TASK: Can you give every line of the records below as a JSON list of strings, one string per line, with blank lines omitted?

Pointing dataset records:

┏━━

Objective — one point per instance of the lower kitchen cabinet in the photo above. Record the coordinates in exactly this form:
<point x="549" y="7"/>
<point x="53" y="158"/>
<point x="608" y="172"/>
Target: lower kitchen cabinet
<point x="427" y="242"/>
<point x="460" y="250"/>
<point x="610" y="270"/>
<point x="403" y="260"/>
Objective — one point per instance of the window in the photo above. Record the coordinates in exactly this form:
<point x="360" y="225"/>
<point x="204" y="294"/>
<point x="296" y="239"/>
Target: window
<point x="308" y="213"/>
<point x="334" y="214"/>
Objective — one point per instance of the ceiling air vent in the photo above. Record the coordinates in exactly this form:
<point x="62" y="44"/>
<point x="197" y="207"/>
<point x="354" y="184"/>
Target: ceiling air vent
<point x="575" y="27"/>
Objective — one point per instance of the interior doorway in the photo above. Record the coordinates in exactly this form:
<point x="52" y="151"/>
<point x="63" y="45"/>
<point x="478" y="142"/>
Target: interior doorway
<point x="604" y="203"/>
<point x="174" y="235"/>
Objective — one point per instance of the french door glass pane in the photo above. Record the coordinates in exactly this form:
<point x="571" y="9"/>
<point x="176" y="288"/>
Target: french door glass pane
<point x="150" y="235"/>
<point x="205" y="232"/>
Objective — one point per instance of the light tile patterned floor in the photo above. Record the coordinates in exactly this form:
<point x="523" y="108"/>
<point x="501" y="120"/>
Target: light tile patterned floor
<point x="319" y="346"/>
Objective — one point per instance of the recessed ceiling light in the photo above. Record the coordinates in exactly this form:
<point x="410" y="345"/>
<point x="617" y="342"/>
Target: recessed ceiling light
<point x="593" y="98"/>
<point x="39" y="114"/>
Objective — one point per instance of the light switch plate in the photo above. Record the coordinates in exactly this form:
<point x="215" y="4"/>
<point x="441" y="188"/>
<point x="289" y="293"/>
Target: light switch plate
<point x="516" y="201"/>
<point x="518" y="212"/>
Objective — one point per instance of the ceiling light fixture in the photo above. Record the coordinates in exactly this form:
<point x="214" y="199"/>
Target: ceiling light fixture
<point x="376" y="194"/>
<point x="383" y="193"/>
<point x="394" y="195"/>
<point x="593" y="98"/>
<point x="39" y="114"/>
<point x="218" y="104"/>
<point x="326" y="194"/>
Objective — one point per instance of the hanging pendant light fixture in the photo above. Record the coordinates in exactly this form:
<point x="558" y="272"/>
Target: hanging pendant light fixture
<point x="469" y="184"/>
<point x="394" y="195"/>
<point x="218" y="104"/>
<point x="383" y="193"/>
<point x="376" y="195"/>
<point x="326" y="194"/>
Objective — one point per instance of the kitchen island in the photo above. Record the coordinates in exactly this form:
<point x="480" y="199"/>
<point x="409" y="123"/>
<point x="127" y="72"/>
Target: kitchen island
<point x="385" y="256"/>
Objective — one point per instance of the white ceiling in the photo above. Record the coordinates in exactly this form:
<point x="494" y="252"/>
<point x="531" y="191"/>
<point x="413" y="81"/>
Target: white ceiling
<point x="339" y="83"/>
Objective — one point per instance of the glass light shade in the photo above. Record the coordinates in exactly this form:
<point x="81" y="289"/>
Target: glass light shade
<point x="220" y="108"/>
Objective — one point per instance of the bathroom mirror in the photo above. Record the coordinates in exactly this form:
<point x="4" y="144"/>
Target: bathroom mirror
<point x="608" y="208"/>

┗━━

SOLUTION:
[
  "Objective — one point per instance of the lower kitchen cabinet in the photo above. Record the coordinates in exactly this form:",
  "<point x=\"549\" y=\"7\"/>",
  "<point x=\"53\" y=\"158\"/>",
  "<point x=\"608\" y=\"172\"/>",
  "Target: lower kitchen cabinet",
  "<point x=\"427\" y=\"242\"/>",
  "<point x=\"460\" y=\"250\"/>",
  "<point x=\"610\" y=\"270\"/>",
  "<point x=\"403\" y=\"260\"/>",
  "Objective — one point per instance of the window in the photo above. Record the coordinates in exactly this form:",
  "<point x=\"360\" y=\"225\"/>",
  "<point x=\"204\" y=\"294\"/>",
  "<point x=\"296\" y=\"239\"/>",
  "Target: window",
  "<point x=\"308\" y=\"213\"/>",
  "<point x=\"334\" y=\"214\"/>",
  "Objective — one point per instance of the ceiling air vent in the photo above. Record the coordinates in exactly this form:",
  "<point x=\"62\" y=\"44\"/>",
  "<point x=\"197\" y=\"207\"/>",
  "<point x=\"354\" y=\"184\"/>",
  "Target: ceiling air vent",
  "<point x=\"575\" y=\"27\"/>",
  "Objective — one point per instance of the interior doorway in the photo above. Record the coordinates in exactly this form:",
  "<point x=\"52\" y=\"151\"/>",
  "<point x=\"63\" y=\"45\"/>",
  "<point x=\"478\" y=\"142\"/>",
  "Target: interior doorway",
  "<point x=\"604\" y=\"203\"/>",
  "<point x=\"174\" y=\"235\"/>",
  "Objective — one point per instance of the french door glass pane in the photo above. Record the coordinates in exactly this form:",
  "<point x=\"571\" y=\"9\"/>",
  "<point x=\"176\" y=\"288\"/>",
  "Target: french door glass pane",
  "<point x=\"150\" y=\"235\"/>",
  "<point x=\"205\" y=\"232\"/>",
  "Objective — one point per instance of the light tile patterned floor in the photo above. Record the coordinates in exactly this form:",
  "<point x=\"523\" y=\"108\"/>",
  "<point x=\"501\" y=\"120\"/>",
  "Target: light tile patterned floor",
  "<point x=\"319\" y=\"346\"/>",
  "Objective — one point per instance of the recessed ceiling light in the photo above. Record the coordinates in exactly this form:",
  "<point x=\"410\" y=\"345\"/>",
  "<point x=\"617\" y=\"342\"/>",
  "Target: recessed ceiling light",
  "<point x=\"593\" y=\"98\"/>",
  "<point x=\"39\" y=\"114\"/>",
  "Objective — one point per instance of the light switch plate in the photo above. Record the coordinates in exactly this form:",
  "<point x=\"215\" y=\"4\"/>",
  "<point x=\"441\" y=\"188\"/>",
  "<point x=\"289\" y=\"293\"/>",
  "Target: light switch plate",
  "<point x=\"516\" y=\"201\"/>",
  "<point x=\"518\" y=\"212\"/>",
  "Objective — one point per instance of the ceiling light fixture in the photo above. Record the coordinates in exactly this form:",
  "<point x=\"214\" y=\"199\"/>",
  "Target: ceiling light fixture",
  "<point x=\"376\" y=\"194\"/>",
  "<point x=\"383\" y=\"193\"/>",
  "<point x=\"394\" y=\"195\"/>",
  "<point x=\"593\" y=\"98\"/>",
  "<point x=\"39\" y=\"114\"/>",
  "<point x=\"218\" y=\"104\"/>",
  "<point x=\"326\" y=\"194\"/>",
  "Objective — one point per instance of the hanging pendant light fixture in the photo above. Record the coordinates in exactly this form:",
  "<point x=\"558\" y=\"272\"/>",
  "Target: hanging pendant light fixture",
  "<point x=\"469\" y=\"184\"/>",
  "<point x=\"394\" y=\"195\"/>",
  "<point x=\"218\" y=\"104\"/>",
  "<point x=\"383\" y=\"193\"/>",
  "<point x=\"376\" y=\"195\"/>",
  "<point x=\"326\" y=\"194\"/>",
  "Objective — one point per instance of the kitchen island in the photo above. Record the coordinates in exactly this form:",
  "<point x=\"480\" y=\"199\"/>",
  "<point x=\"409\" y=\"123\"/>",
  "<point x=\"127\" y=\"72\"/>",
  "Target: kitchen island",
  "<point x=\"385\" y=\"256\"/>",
  "Objective — one point per instance of the white ceiling in the photo above. Record the coordinates in exactly this form:",
  "<point x=\"494\" y=\"252\"/>",
  "<point x=\"531\" y=\"191\"/>",
  "<point x=\"413\" y=\"81\"/>",
  "Target: white ceiling",
  "<point x=\"339\" y=\"83\"/>",
  "Objective — one point per instance of the glass light shade in the photo above. Record the coordinates in exactly this form:",
  "<point x=\"81\" y=\"289\"/>",
  "Target: glass light shade",
  "<point x=\"220\" y=\"108\"/>",
  "Objective — one point per instance of the bathroom mirror in the photo above. Record the coordinates in exactly this form:",
  "<point x=\"4\" y=\"144\"/>",
  "Target: bathroom mirror",
  "<point x=\"608\" y=\"208\"/>"
]